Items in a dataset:
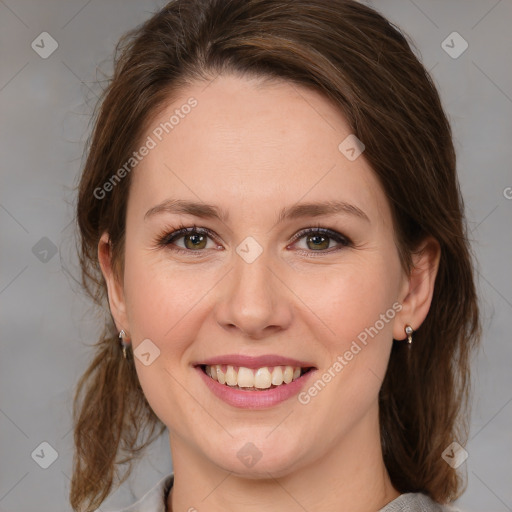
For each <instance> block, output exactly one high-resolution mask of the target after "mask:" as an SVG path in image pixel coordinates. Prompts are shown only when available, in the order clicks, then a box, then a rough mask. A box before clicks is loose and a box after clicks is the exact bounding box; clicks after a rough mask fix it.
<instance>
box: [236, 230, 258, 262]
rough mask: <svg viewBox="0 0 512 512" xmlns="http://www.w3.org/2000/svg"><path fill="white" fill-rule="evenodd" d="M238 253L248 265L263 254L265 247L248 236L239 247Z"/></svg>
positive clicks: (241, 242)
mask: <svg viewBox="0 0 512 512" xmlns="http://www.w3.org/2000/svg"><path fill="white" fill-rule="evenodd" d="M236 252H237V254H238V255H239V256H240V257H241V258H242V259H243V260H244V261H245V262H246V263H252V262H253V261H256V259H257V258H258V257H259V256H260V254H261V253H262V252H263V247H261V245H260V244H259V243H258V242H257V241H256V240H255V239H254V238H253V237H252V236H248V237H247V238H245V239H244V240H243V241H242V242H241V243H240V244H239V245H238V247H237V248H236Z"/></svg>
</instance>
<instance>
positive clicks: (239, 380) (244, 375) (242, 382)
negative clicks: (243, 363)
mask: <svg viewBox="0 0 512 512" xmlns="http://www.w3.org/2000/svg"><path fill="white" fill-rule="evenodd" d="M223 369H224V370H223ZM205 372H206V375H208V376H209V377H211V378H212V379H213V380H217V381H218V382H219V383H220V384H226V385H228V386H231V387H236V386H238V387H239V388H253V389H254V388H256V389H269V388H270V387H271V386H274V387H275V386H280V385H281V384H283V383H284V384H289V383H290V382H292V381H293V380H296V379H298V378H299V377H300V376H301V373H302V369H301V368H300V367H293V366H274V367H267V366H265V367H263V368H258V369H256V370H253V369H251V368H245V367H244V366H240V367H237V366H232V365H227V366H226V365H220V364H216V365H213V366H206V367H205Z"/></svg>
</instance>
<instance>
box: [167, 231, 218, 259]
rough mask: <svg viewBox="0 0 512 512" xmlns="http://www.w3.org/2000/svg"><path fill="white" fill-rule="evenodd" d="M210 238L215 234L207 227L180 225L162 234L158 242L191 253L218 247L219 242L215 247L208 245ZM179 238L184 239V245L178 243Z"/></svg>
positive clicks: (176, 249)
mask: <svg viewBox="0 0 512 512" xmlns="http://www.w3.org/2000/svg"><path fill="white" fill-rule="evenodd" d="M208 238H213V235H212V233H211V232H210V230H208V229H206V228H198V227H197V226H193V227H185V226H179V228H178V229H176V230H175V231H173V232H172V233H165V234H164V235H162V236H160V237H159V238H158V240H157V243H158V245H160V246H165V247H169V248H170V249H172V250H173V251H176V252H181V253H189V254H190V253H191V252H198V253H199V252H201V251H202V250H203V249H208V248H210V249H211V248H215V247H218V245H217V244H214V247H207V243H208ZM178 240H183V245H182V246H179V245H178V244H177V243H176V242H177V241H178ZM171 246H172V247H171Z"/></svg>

==

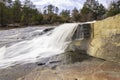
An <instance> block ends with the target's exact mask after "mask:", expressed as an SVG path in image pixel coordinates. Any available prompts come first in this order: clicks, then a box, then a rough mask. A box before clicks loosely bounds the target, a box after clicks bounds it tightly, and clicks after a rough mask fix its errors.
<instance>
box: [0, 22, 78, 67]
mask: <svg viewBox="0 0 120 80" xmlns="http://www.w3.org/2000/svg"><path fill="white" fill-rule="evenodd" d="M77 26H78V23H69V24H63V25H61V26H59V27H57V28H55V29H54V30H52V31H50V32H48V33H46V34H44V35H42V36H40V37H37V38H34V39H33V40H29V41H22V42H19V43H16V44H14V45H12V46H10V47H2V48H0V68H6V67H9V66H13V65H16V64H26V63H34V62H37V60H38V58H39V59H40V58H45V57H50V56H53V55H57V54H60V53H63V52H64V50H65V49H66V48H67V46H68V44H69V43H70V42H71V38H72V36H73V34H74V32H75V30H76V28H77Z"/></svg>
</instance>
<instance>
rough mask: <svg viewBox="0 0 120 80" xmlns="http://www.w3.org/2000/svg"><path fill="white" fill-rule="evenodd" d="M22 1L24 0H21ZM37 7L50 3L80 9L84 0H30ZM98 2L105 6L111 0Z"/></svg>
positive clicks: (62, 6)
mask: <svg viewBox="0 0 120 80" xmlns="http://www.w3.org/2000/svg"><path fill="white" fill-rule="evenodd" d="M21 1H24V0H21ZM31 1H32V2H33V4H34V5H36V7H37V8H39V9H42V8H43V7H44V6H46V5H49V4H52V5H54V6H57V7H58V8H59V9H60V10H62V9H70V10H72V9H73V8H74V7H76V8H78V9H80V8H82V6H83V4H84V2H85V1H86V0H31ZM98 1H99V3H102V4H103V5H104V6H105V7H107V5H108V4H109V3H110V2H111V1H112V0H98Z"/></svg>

DIRECTIONS
Edit the lines from the one containing "For each <instance>" through the one containing "box: [236, 230, 258, 262]", changing "high-resolution" to "precise" and leaving all else unchanged. Give only those lines.

WRITTEN SOLUTION
For each <instance> block, output exactly one precise mask of the target after "mask:" as an SVG path in image pixel coordinates. Prompts are shown only when available, in the order clicks, then a box, then a rough mask. A box before clicks is loose and a box after clicks is the exact bounding box; clicks after a rough mask fix it.
<instance>
box: [236, 230, 258, 262]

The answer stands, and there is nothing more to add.